Task directions: Give the data again exactly as written, without any of its pictures.

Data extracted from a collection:
==============================

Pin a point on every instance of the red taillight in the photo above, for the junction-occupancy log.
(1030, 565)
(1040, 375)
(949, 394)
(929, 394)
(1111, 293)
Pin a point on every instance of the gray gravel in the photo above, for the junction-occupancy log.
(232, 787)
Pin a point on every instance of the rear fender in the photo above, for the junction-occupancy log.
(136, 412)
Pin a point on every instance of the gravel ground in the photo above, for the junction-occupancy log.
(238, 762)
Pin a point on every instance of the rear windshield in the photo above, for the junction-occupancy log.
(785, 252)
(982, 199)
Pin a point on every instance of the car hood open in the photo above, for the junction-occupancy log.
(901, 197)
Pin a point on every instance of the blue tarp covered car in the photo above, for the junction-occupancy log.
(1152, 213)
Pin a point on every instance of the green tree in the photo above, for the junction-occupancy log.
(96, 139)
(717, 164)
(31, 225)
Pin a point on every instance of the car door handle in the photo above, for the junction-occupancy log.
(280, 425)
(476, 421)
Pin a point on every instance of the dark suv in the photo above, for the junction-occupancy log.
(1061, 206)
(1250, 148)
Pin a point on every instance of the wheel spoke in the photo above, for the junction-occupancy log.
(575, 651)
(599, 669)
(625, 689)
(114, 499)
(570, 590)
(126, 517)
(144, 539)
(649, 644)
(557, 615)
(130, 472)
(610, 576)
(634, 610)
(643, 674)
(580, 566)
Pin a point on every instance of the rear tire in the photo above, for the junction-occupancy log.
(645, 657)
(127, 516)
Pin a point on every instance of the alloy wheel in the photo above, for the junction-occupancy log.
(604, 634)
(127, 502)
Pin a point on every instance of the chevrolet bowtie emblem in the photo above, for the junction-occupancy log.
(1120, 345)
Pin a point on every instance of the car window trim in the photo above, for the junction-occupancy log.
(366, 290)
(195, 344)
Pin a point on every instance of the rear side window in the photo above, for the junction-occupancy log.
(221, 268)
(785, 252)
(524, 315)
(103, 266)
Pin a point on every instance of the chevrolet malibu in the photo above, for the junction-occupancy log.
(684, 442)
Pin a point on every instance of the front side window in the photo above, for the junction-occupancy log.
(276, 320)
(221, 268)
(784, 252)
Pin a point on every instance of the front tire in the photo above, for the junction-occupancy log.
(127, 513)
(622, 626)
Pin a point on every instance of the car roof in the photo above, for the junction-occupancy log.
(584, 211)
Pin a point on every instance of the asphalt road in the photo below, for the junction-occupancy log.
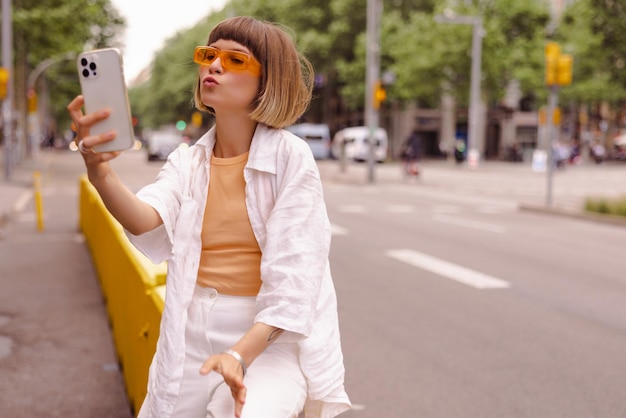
(453, 301)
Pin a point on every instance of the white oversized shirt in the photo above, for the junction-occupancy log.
(288, 215)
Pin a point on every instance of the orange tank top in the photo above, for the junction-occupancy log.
(231, 258)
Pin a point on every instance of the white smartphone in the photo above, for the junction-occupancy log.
(101, 74)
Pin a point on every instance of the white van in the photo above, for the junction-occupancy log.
(317, 135)
(356, 144)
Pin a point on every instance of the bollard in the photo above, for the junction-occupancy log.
(38, 200)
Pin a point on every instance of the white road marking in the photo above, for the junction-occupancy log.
(352, 208)
(444, 268)
(446, 209)
(400, 209)
(469, 223)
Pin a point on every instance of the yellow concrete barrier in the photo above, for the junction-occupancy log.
(132, 287)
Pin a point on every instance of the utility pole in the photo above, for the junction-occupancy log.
(473, 151)
(372, 76)
(7, 104)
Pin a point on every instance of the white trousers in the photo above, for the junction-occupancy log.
(275, 383)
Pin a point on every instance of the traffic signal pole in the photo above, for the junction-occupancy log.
(372, 75)
(553, 102)
(7, 103)
(558, 73)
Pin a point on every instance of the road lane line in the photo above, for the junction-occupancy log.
(400, 209)
(352, 208)
(469, 223)
(444, 268)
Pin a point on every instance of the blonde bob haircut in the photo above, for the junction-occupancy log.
(286, 82)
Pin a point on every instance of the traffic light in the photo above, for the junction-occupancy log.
(558, 66)
(31, 101)
(379, 95)
(4, 83)
(564, 70)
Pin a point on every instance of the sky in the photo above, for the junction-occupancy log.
(149, 23)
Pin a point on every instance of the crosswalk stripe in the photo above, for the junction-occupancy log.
(444, 268)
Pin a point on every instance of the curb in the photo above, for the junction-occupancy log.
(18, 206)
(588, 216)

==============================

Expected output:
Pin a point on every instance of the red taillight in the photo above, for the junction-occupancy log.
(1030, 565)
(1040, 375)
(949, 394)
(929, 394)
(1111, 293)
Pin a point on every instance of the gray gravel in the photo above, for the junction-occupancy log.
(232, 787)
Pin a point on every instance of the rear fender in the photo above, for the junction-occupancy log.
(136, 412)
Pin a point on every instance of the gravel ground in the photo above, for the junction-occupancy log.
(238, 762)
Pin a point on every instance of the rear windshield in the photo above, for the junction-occupancy log.
(785, 252)
(982, 199)
Pin a point on every instance of the car hood open in the photo above, for the junction-occupancy log.
(901, 197)
Pin a point on every instance of the blue tarp covered car in the photo above, for the junction-occupancy log.
(1152, 213)
Pin a point on every instance of the green tree in the photo above, for the junction-occupancy log.
(96, 139)
(717, 164)
(31, 225)
Pin a point on every instance of the car door handle in the photo above, for the junction-occupancy log.
(280, 425)
(476, 421)
Pin a point on every instance of the dark suv in the photo above, for the junction-occupancy log.
(1061, 206)
(1250, 148)
Pin a point on every instance of the wheel spoke in the photo above, for the junction-occupancy log.
(575, 651)
(599, 669)
(625, 689)
(114, 499)
(570, 590)
(126, 517)
(144, 539)
(649, 644)
(557, 615)
(130, 472)
(610, 576)
(634, 610)
(643, 674)
(580, 566)
Pin a point on every instance of the rear tire in the photo above, for the junction-occupancy log.
(645, 657)
(127, 516)
Pin a point on every instance of the alloy wheel in the photo above, for the junction-occupancy log.
(604, 634)
(127, 502)
Pin a point on every instance of the chevrolet bowtie emblem in the photo above, for the junction-occupancy log.
(1120, 345)
Pin a point on every instance of the car window trim in the photo above, for the junction-occupancy log.
(366, 290)
(195, 344)
Pin a point on every instance of the rear side window in the photo above, for the junction-occupancy log.
(221, 268)
(785, 252)
(524, 315)
(103, 266)
Pin a point on every instance of the chevrolet malibu in the photo above, for the junction-occupancy log.
(684, 442)
Pin a point on every instance of the front side window in the photo above, for the junction-occupancy log.
(276, 320)
(221, 268)
(784, 252)
Pin a point on every instance of the front tire in the photo above, for the junction-occupancy log.
(127, 513)
(622, 626)
Pin a point on every instance of the car roof in the photo above, for the junction-occupancy log.
(584, 211)
Pin a point on every instance of the asphalt road in the photo below, for the junction-occupancy log.
(453, 301)
Pin a point on every instance of the white oversized shirt in the photo above, for the junction-occupancy log.
(288, 215)
Pin a point on every instance of the orange tank top in the photo above, for the junction-occupancy log.
(231, 258)
Pin a point on every instance of the white smartphone in the photo above, for the junction-occupancy log.
(101, 74)
Pin a point on every instance of the white van in the photo above, for the junction-occupancy log.
(317, 135)
(356, 144)
Pin a point on every instance of the bollard in the photo above, for the junction-occupancy log.
(38, 200)
Pin a point on every instance of the white road marking in the photo above, for the junction-occupancy log.
(352, 208)
(444, 268)
(446, 209)
(400, 209)
(469, 223)
Pin a point on every instance of the yellow concrete barrier in the photo above, for the junction-occupancy log.
(132, 287)
Pin a point on every instance of the utility pole in the photo above, for the junction-occupancy log.
(473, 151)
(372, 76)
(7, 104)
Pin a point on every instance of the white trousers in the photo above, for the junction-occupancy log.
(275, 383)
Pin a point on every instance of the traffic signal pole in the photo above, for the junction-occupancy log.
(372, 75)
(553, 102)
(7, 103)
(558, 73)
Pin a point on every instance of the road lane line in the photo above, for the junction-occupancy log.
(400, 209)
(352, 208)
(469, 223)
(444, 268)
Pin a point on every instance of the blonde bob haircut in the photo above, for the junction-occupancy log.
(286, 82)
Pin a point on every instance of the traffic light in the photo above, for the junction-occupancy log.
(558, 66)
(31, 101)
(379, 95)
(4, 83)
(564, 70)
Pin a point on every instance of the sky in the photo above, for the junction-occupancy log.
(149, 23)
Pin a point on every instance of the crosswalk stripe in the photo above, for the junction-occupancy log.
(444, 268)
Pin a point on every instance of the curb in the photo above, for the junction-occupancy log.
(18, 206)
(588, 216)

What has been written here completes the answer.